:: Task to complete ::
Reproduce the lines below as a numbered list, starting with the first and ending with the line containing "[(579, 246)]", inclusive. Omit blank lines and pictures.

:: Exercise input ::
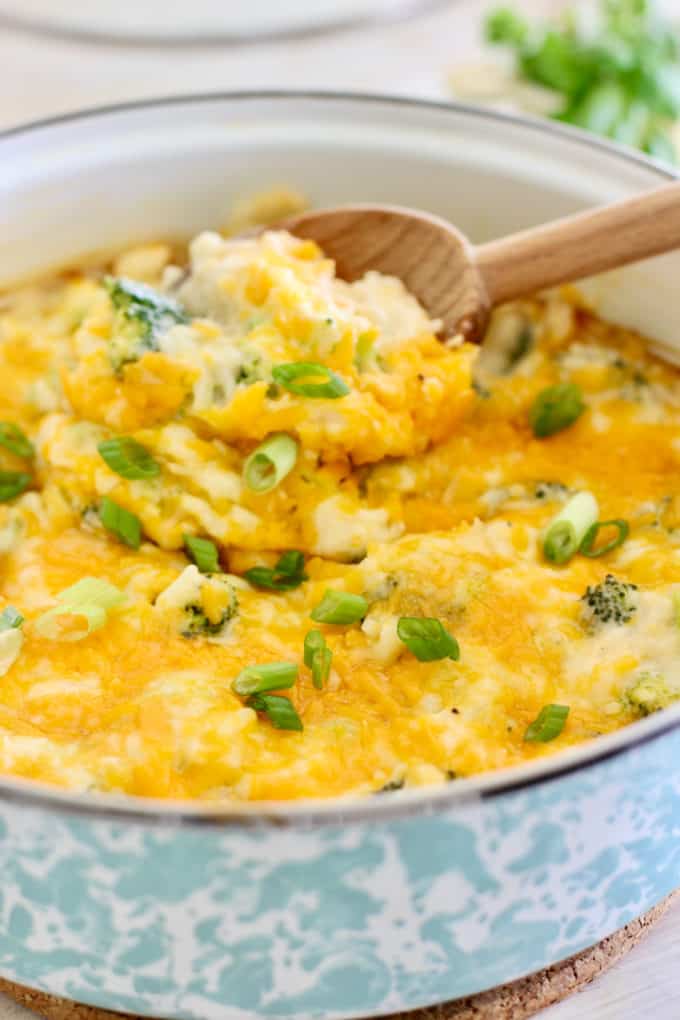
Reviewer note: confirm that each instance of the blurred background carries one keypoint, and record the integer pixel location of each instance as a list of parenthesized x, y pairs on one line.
[(612, 66)]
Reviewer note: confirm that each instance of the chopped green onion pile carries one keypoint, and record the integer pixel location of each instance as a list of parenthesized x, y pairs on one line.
[(268, 676), (308, 378), (203, 552), (14, 439), (90, 598), (341, 608), (547, 725), (270, 462), (128, 458), (566, 531), (427, 639), (317, 658), (556, 408), (588, 546), (614, 67), (12, 483), (280, 711), (285, 575), (120, 522)]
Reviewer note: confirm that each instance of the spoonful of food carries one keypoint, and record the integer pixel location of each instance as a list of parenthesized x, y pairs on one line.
[(460, 283)]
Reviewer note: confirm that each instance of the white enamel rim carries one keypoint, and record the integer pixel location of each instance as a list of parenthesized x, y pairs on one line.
[(425, 801)]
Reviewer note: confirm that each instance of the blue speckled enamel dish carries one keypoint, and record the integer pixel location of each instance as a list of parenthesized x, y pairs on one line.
[(350, 908)]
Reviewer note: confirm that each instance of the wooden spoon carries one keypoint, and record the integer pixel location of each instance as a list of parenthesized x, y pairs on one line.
[(458, 282)]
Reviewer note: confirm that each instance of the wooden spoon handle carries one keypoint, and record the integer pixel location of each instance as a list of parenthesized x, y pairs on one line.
[(579, 246)]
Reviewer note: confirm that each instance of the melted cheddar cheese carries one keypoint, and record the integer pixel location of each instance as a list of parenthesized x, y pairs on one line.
[(421, 488)]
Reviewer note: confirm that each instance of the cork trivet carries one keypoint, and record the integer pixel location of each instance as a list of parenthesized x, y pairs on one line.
[(517, 1001)]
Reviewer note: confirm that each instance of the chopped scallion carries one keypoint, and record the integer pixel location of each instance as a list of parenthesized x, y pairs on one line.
[(298, 376), (280, 711), (318, 658), (556, 408), (547, 725), (14, 439), (270, 462), (340, 607), (588, 548), (288, 573), (125, 525), (268, 676), (204, 553), (127, 458), (566, 531), (90, 598), (12, 483), (427, 639)]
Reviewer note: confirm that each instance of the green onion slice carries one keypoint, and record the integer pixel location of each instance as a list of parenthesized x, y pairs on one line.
[(588, 548), (270, 462), (121, 522), (566, 531), (12, 483), (556, 408), (10, 618), (293, 374), (280, 711), (340, 607), (268, 676), (285, 575), (427, 639), (548, 723), (318, 658), (128, 458), (204, 553), (90, 598), (14, 439)]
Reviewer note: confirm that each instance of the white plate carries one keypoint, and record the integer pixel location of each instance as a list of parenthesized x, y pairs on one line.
[(201, 19)]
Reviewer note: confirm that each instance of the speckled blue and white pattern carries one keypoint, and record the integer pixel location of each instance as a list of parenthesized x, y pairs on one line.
[(343, 919)]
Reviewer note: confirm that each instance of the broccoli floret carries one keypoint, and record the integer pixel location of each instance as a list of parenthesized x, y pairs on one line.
[(612, 601), (390, 786), (201, 605), (551, 492), (650, 693), (143, 315)]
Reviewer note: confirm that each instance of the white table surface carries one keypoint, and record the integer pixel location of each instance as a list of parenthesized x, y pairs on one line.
[(43, 77)]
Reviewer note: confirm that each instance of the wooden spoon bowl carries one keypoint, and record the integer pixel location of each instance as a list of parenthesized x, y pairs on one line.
[(460, 283)]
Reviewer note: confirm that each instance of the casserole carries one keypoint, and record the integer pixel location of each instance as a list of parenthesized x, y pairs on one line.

:: Result ::
1. Reviewer note: confirm that each instance of the blurred background carries one keypoint, and record the integer pixel location of each instance as a list of parenthesized x, y pairs on one line.
2. [(612, 66)]
3. Reviewer note: confirm that each instance of the chopped green onion pile carries one keypoint, and record the integer pixel location of each instance as a list of parenthesized x, y pairs on one line.
4. [(268, 676), (308, 378), (203, 552), (14, 439), (90, 598), (341, 608), (547, 725), (270, 462), (128, 458), (566, 531), (427, 639), (317, 658), (556, 408), (588, 546), (614, 67), (12, 483), (280, 711), (285, 575), (120, 522)]
5. Reviewer note: confirm that each instance of the spoonful of food carries one keypoint, and record the integer pixel location of each instance as a list of parenthesized x, y pairs on one line.
6. [(460, 283)]
7. Reviewer note: confirm that each instance of the white enamel rim carries one keypoint, and record the integer pixel location of each instance as a list of parenthesized x, y pairs on one line.
8. [(425, 801)]
9. Reviewer note: confirm that each instance of the blue speckled enamel dish carries one keypoint, and record the integer pixel location of each instance as a list of parenthesized x, y pairs on one line.
10. [(350, 908)]
11. Reviewer note: confirm that each instance of the wooden spoon carries one keypoint, and record the integer pixel location of each instance as a list of parenthesized x, y pairs on one line.
12. [(458, 282)]
13. Reviewer note: confirm that each instance of the wooden spoon handle carries one keypoint, and record the integer pixel location of each instance as a list of parenthesized x, y pairs on one line.
14. [(579, 246)]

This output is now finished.